Provided records |
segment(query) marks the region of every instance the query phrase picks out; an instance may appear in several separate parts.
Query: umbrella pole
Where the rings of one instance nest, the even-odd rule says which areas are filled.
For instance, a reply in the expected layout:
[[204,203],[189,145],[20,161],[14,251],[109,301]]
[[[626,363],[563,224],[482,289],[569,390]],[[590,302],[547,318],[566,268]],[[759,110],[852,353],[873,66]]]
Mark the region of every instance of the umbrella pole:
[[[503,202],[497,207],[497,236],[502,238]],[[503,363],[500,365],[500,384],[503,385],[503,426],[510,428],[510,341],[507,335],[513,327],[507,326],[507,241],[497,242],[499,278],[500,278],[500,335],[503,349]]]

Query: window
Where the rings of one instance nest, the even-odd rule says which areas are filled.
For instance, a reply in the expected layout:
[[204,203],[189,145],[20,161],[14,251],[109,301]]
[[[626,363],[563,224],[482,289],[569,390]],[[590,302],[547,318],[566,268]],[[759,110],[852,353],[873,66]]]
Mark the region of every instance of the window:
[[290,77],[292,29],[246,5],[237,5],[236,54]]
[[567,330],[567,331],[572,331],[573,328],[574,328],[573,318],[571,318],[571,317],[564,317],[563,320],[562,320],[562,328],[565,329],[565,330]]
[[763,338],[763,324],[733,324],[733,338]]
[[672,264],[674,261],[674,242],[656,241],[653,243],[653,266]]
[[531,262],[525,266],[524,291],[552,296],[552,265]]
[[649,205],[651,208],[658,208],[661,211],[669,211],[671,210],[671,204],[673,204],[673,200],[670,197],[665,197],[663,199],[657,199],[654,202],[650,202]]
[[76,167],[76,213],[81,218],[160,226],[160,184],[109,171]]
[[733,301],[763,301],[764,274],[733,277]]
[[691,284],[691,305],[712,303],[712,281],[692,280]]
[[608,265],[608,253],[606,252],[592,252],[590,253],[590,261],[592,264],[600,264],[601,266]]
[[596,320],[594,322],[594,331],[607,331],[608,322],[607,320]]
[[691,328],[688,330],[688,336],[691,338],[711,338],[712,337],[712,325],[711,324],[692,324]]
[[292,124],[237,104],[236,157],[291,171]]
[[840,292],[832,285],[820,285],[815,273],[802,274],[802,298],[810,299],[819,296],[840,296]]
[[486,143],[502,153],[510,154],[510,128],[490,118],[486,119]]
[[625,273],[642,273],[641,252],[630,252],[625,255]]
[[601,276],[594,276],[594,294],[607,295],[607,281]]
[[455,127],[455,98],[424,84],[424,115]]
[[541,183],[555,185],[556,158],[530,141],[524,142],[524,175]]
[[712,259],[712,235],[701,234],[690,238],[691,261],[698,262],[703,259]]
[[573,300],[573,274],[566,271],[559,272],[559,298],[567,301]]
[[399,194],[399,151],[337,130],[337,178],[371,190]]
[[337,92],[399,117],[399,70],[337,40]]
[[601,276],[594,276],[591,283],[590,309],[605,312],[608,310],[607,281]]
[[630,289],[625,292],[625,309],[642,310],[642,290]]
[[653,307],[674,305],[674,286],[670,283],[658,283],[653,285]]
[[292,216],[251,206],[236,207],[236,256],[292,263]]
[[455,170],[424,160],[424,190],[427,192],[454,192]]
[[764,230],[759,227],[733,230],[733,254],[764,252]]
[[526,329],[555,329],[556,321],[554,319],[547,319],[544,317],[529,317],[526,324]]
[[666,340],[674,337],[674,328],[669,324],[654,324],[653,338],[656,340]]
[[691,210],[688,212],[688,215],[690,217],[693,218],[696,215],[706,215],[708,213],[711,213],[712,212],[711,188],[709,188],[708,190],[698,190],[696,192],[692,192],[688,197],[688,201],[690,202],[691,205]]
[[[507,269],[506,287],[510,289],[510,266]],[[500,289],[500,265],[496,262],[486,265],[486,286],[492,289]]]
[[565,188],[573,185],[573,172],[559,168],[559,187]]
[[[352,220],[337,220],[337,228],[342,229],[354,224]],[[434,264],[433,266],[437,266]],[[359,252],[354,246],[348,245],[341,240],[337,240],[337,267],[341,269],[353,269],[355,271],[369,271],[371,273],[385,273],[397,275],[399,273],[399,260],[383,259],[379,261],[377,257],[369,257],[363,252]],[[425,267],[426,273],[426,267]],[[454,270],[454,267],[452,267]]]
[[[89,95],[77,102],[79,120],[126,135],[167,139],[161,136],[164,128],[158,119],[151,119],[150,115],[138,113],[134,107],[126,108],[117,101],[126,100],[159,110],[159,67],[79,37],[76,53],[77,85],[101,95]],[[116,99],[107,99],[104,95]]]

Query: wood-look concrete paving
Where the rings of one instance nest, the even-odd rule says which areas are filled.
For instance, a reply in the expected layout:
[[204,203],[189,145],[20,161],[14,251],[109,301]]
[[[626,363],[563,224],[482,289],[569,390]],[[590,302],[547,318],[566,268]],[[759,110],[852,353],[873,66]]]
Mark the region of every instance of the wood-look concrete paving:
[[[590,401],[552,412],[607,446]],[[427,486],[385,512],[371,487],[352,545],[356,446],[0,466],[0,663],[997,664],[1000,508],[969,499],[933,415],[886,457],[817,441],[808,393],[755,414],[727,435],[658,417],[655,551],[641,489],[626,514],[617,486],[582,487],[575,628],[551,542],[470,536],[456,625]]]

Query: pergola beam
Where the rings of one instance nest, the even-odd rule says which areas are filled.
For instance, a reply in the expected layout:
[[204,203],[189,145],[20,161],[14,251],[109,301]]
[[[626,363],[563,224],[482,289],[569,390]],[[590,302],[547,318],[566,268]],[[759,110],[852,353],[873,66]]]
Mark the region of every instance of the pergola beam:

Task to carry out | Scan the material above for the string "pergola", returning each line that contains it.

Solution |
Query: pergola beam
Mark the region of every instance of the pergola beam:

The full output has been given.